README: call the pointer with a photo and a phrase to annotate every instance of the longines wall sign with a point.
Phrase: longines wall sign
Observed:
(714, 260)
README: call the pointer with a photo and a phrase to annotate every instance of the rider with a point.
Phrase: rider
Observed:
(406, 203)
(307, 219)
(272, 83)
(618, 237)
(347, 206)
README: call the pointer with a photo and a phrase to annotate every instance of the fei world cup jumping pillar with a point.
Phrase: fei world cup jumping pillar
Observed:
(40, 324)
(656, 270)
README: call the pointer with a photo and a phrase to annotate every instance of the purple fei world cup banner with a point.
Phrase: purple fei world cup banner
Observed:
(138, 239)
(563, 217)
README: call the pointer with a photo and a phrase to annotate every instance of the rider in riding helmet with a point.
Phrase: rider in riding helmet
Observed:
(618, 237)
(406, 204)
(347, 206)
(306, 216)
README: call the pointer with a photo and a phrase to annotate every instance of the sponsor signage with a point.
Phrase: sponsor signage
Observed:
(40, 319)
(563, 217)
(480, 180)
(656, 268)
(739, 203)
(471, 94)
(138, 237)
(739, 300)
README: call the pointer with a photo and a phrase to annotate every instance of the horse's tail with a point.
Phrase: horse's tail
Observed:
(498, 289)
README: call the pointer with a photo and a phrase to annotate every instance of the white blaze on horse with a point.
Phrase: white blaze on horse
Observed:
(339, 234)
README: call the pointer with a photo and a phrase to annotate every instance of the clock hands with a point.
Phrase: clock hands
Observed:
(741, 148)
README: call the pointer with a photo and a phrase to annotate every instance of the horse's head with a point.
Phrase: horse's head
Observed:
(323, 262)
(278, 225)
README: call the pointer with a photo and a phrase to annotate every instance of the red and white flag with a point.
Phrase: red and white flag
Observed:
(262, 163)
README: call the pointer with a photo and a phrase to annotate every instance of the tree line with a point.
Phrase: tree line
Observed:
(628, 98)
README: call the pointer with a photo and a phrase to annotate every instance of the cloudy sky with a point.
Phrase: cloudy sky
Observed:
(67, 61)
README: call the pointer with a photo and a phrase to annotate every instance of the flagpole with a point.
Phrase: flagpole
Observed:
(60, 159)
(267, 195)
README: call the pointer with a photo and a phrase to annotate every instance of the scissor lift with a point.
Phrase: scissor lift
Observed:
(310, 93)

◆ **Requirement**
Where a line of the material holds the word "pillar", copy that line.

◆ **Answer area**
README: call the pointer with a photo and a phrase to annotate every instance of the fei world cup jumping pillar with a point.
Phrase: fei world cup jumping pillar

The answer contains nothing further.